Segment Start: Passage

City council voted unanimously Monday not to use online voting in next year’s municipal election. Council heard from the community in presentations and correspondence on the issue. Urs Hengartner, associate professor of computer science at the University of Waterloo, studies secure voting systems. In a letter to council, he expressed concern about the security of an online voting system. “Internet voting introduces even more risks, such as computer viruses, denial-of-service attacks, or vote buying or selling,” he said. “On the other hand, the claimed advantage of internet voting, higher voter turnout, still needs to be proven in practice, and results so far have been mixed.”
Others spoke their support. “Waterloo Region Barnraisers’ Council support electronic voting for a variety of reasons related to technology, social issues, and election administration,” the group said in a letter. “We would like to see municipalities within Waterloo Region take a leadership position in the introduction of these important evolutionary electoral processes.”
According to a staff report, research from Burlington, Markham, Peterborough and Stratford shows no link between online voting and turnout. In Burlington, about two per cent of eligible voters used the internet. Between 4.5 and 6.5 per cent voted online in Markham between 2003 and 2010.
Voter turnout varied. In Peterborough, between 6.6 and 7.2 per cent voted online in the 2006 and 2010 elections. The majority of online voters were between the ages of 45 and 65, and staff said there was little change in student turnout.

Segment End: Passage

Task A:
Translate this sentence from the article on online voting into French: "Council heard from the community in presentations and correspondence on the issue."
Task B:
According to the article on online voting, what share of eligible voters in Burlington used the internet?
The rows below come from a separate source.

Segment Start: Listed records

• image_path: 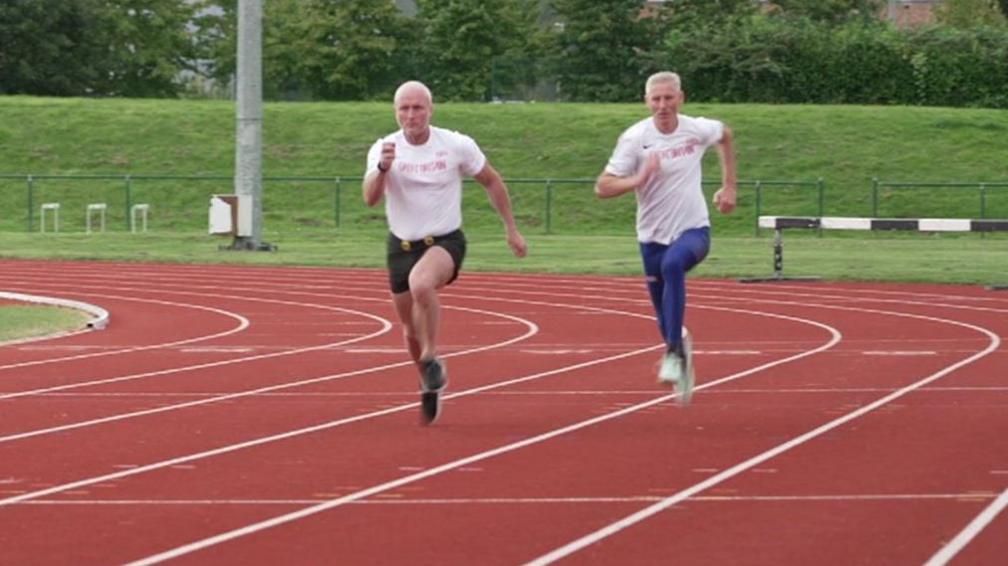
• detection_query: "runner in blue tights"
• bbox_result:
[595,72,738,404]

Segment End: Listed records
Segment Start: Listed records

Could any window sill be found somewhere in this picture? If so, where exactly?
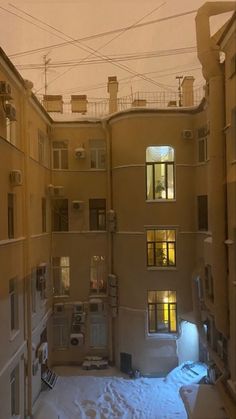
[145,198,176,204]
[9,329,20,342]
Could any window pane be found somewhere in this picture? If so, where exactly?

Segment End: Listed records
Segment Start: Listed records

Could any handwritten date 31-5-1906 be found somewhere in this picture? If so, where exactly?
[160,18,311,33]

Segment End: Listed records

Task answer A:
Le conseil a entendu la communauté, au moyen de présentations et de correspondance, sur cette question.

Task answer B:
About two percent.